Stated problem: Copy all of the material below word for word, omitting the pictures.

(Data drawn from a collection)
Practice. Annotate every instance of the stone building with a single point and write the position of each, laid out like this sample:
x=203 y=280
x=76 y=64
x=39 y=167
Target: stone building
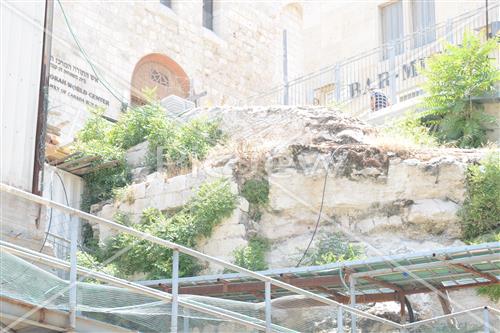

The answer:
Practice. Annotate every instance of the stone building with a single point and write the position of each, laid out like this sample:
x=203 y=280
x=76 y=64
x=39 y=167
Target: stone building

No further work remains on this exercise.